_SOURCE TEXT_:
So now the 'flattened' characters look like "E™" and the typographic quotes are no longer in their quote form, but they look like "O" characters with squiggly lines. Now with such an encoded script file, my script appears to be working correctly on both Mac and Windows, producing the correct typographic quotes in preview, but still showing the 'flattened' "E" characters when the .csv file is opened in Excel.

This looks like it's working for me, but whatever the reason is, I will need to eventually construct a table of all such characters to handle future ones that I may come across.

Inspiring
March 7, 2018

It does look like an encoding issue, is the file data correct BEFORE you parse the CSV data?

If it correct any only getting muddled when parsing then perhaps also try refactoring your CSV reader to use String.chatAt(x) instead of String as it maybe returning different results?

The Scripting Tools Guide mentions a few things about Unicode, I didn't see any notes about which format it prefers, except it assumes system encoding which is different on mac and pc. It looks like you might need to manually sent the encoding when reading and writing the files in the file object props, File.encoding="UTF-8" to force that encoding, or give the user a option of selecting the encoding before parsing.

If you are reading back in UTF-8 into excel you need to tell excel its uft8 or you get the same problem.

Glenn

O2 Creative

_PROVIDED DATA_:
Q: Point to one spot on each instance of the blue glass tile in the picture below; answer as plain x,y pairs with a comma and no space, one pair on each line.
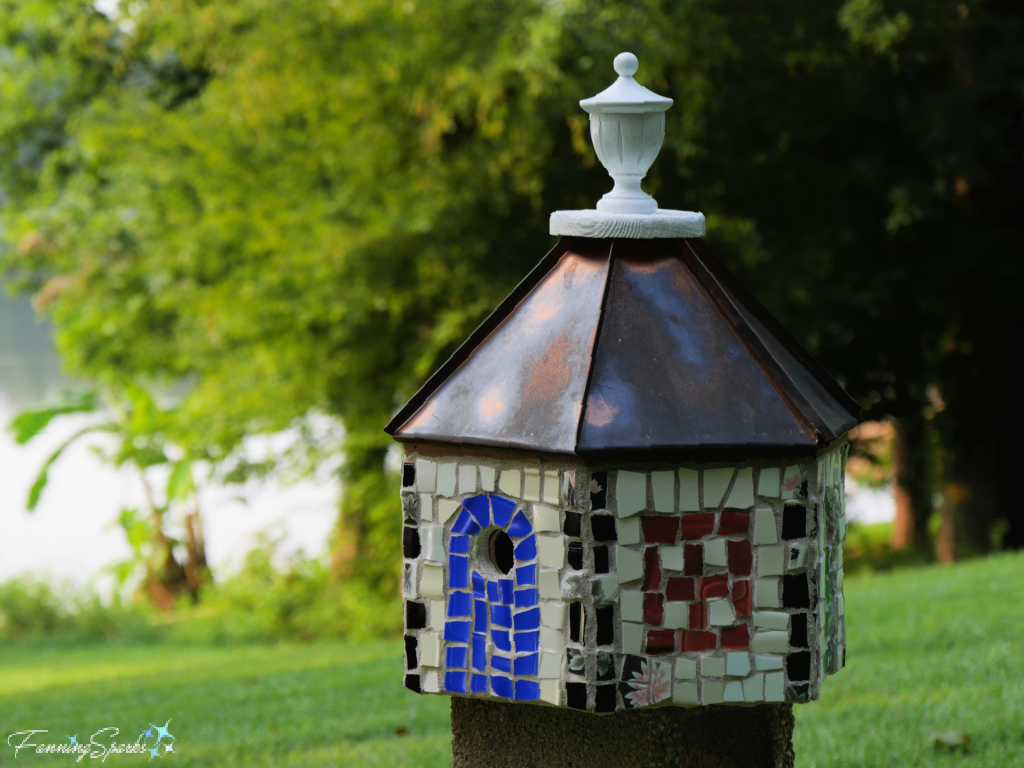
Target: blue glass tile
520,525
466,523
525,576
501,615
460,604
502,686
523,665
526,690
479,507
456,655
455,682
528,620
457,632
527,642
458,571
502,639
480,652
503,509
525,598
526,549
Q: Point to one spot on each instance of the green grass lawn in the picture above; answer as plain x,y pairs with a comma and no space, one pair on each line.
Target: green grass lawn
931,649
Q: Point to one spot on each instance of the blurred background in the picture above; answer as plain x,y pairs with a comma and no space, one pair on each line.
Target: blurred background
237,235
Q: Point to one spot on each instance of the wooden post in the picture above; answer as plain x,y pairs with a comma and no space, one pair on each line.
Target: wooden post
494,734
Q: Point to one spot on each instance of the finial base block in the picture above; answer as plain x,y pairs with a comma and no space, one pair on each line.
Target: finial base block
659,224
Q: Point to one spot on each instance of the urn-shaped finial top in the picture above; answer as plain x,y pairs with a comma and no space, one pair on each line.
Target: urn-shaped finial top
626,95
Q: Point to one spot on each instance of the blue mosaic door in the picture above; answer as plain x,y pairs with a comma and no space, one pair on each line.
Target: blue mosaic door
481,601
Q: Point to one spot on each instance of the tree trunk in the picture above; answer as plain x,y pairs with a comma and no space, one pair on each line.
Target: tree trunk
494,734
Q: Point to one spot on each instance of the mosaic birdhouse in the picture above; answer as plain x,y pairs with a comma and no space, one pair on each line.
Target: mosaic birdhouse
626,487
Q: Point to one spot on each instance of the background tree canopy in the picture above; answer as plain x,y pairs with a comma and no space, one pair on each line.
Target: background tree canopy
300,207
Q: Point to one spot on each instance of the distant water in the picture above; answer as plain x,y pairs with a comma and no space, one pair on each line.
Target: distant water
69,535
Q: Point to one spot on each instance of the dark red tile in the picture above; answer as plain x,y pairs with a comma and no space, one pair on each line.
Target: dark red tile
698,616
680,589
741,598
659,528
660,641
697,526
652,608
734,523
735,637
716,586
740,558
651,569
693,559
693,640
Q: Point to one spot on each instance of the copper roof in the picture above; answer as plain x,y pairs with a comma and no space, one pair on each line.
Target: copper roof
623,347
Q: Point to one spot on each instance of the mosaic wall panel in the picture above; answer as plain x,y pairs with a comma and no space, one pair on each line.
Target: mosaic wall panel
607,589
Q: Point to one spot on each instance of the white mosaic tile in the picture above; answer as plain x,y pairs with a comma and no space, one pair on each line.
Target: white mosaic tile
509,482
430,649
664,484
765,530
771,620
632,638
531,485
445,479
551,487
716,483
741,495
631,493
672,557
551,550
433,543
767,664
775,687
770,560
549,586
713,667
553,614
689,500
686,669
629,564
426,475
432,583
467,478
713,692
629,530
631,605
770,641
766,593
446,508
685,693
715,553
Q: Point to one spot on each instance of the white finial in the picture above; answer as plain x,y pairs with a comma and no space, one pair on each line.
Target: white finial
627,126
626,65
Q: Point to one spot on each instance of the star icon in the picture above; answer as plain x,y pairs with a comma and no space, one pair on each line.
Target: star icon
162,731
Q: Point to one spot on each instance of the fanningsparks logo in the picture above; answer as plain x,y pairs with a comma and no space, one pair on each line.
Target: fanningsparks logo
155,741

_SET EXERCISE 1_: According to the forum thread, what does the Scripting Tools Guide say it assumes about encoding?
_SET EXERCISE 2_: Repeat the passage of the forum thread between "If it correct" and "the same problem.", inclusive.

_WRITTEN REPLY 1_: It assumes system encoding, which is different on Mac and PC.

_WRITTEN REPLY 2_:
If it correct any only getting muddled when parsing then perhaps also try refactoring your CSV reader to use String.chatAt(x) instead of String as it maybe returning different results?

The Scripting Tools Guide mentions a few things about Unicode, I didn't see any notes about which format it prefers, except it assumes system encoding which is different on mac and pc. It looks like you might need to manually sent the encoding when reading and writing the files in the file object props, File.encoding="UTF-8" to force that encoding, or give the user a option of selecting the encoding before parsing.

If you are reading back in UTF-8 into excel you need to tell excel its uft8 or you get the same problem.